Task prompt:
Rewrite the data from its first line through the line that contains "point(540, 588)", changing "dark rock" to "black boulder" and leaving everything else as it stands.
--- begin ---
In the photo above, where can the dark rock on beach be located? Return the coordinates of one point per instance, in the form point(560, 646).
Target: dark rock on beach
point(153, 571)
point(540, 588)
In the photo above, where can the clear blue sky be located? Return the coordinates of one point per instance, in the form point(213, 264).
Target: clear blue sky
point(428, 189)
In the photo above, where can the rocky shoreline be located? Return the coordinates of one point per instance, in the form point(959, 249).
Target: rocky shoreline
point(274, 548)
--- end ---
Final answer:
In the photo above, where can the black boulder on beach be located? Return the coordinates of one point per instance, in the form point(560, 646).
Target: black boulder on beach
point(153, 571)
point(540, 588)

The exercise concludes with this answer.